**The tasks:**
(A) Reproduce the part of the passage on the crime reading group starting with "So… on Thursday" and going on through "the times perhaps?".
(B) In the records, rewrite only the lines starting with the line with "For the benchmark, mark every instance of the crowd" and going on through the end of the records, putting "group of onlookers" in place of "crowd of people" and changing nothing else.

**Excerpted passage:**
-.-.-
So… on Thursday I went along to the inaugural meeting of the local Crime Reading group: this took place in the library and turned out to be an all-women affair, though the facilitator, an ex-librarian, was male. He proved to be very knowledgeable about crime and got the discussion going; though people didn’t need much encouragement, being a very vocal group. We began with our favourite authors: M C Beaton was the first to be mentioned, an author towards the cosy end of crime who was referred to throughout as Mrs Beaton, which amused me. Ian Rankin featured heavily, of course, as did Patricia Cornwell – whom I have yet to read – Kathy Reichs and Val McDermid were also mentioned; many people liked Agatha Christie (which I don’t) and what was surprising in retrospect was how little Sherlock Holmes was mentioned. A sign of the times perhaps?
There was a potential split between those who wanted to focus purely on books and saw TV adaptations as irrelevant (‘I have only books and radio 4 in my house’ said one) and those – one woman in particular – who seemed very focussed on TV programmes and admitted to reading only ‘short, easy books.’ I suspect most people are like me, wanting to focus on books but also interested in the dialogue between books and other forms – and in particular, whether future books are influenced by past adaptations. Some people claimed that Ian Rankin’s books, for example, had been changed by TV interpretations of Rebus. So that will be interesting.
-.-.-
[Dataset excerpts on object pointing]
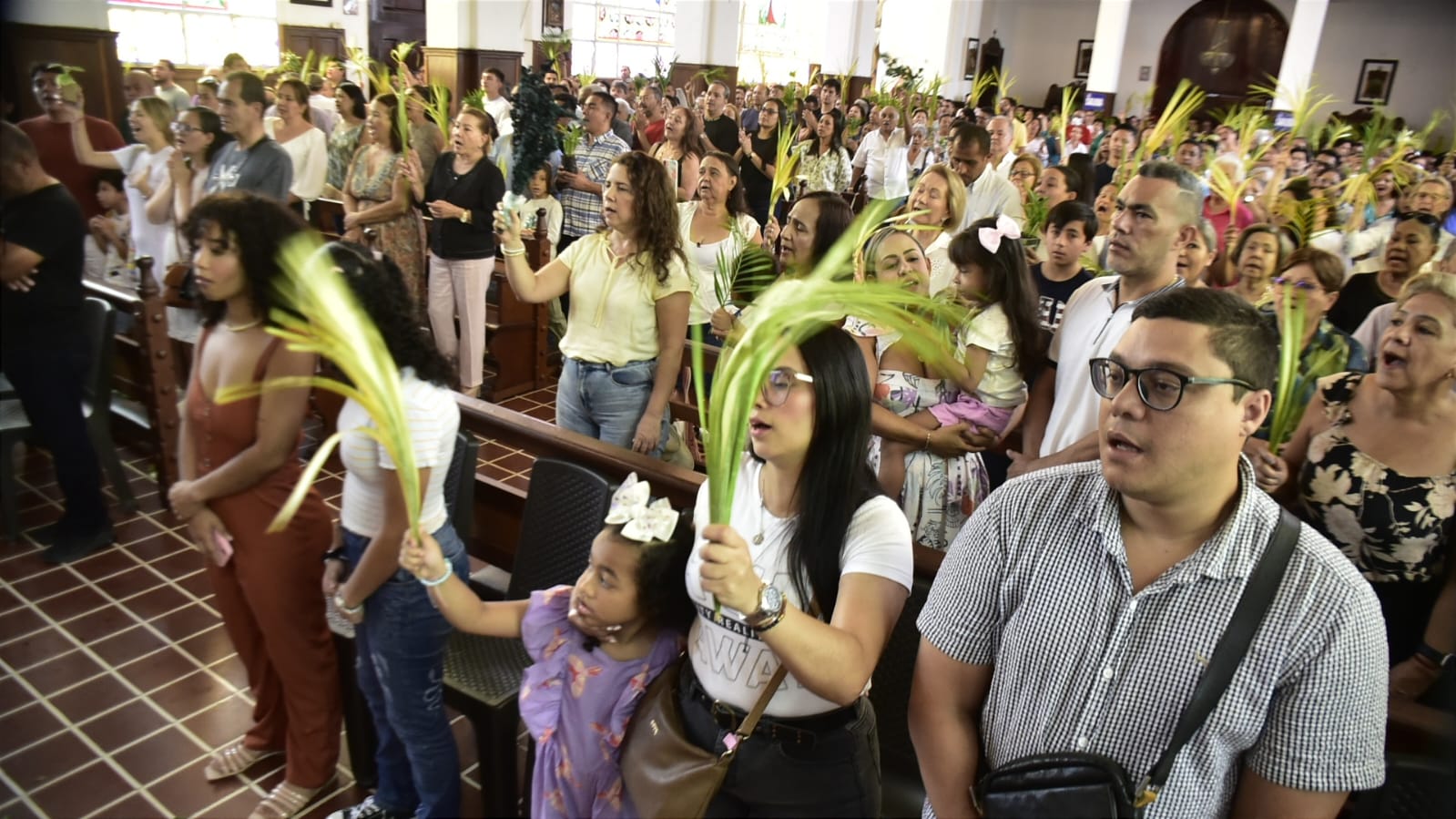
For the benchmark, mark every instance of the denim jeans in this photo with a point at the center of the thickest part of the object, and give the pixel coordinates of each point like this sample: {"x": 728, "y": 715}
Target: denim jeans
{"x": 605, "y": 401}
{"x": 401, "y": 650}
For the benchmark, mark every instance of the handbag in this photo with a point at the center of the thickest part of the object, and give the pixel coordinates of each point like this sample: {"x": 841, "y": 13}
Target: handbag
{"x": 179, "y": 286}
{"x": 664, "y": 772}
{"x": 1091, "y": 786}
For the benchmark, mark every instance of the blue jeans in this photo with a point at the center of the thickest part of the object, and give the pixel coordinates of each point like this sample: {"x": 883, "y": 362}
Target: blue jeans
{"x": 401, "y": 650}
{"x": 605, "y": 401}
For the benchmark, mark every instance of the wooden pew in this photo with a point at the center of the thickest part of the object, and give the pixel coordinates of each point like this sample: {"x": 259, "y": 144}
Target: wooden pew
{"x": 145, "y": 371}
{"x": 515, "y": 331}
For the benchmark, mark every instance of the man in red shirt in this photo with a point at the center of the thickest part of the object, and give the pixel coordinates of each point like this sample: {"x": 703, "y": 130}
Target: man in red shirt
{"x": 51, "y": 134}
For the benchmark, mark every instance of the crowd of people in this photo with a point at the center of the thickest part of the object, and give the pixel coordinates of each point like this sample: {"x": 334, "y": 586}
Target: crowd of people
-.-.-
**Solutions to the exercise:**
(A)
So… on Thursday I went along to the inaugural meeting of the local Crime Reading group: this took place in the library and turned out to be an all-women affair, though the facilitator, an ex-librarian, was male. He proved to be very knowledgeable about crime and got the discussion going; though people didn’t need much encouragement, being a very vocal group. We began with our favourite authors: M C Beaton was the first to be mentioned, an author towards the cosy end of crime who was referred to throughout as Mrs Beaton, which amused me. Ian Rankin featured heavily, of course, as did Patricia Cornwell – whom I have yet to read – Kathy Reichs and Val McDermid were also mentioned; many people liked Agatha Christie (which I don’t) and what was surprising in retrospect was how little Sherlock Holmes was mentioned. A sign of the times perhaps?

(B)
For the benchmark, mark every instance of the group of onlookers in this photo with a point at the center of the thickest part of the object, and give the pixel coordinates of each point like this sample: {"x": 334, "y": 586}
Target: group of onlookers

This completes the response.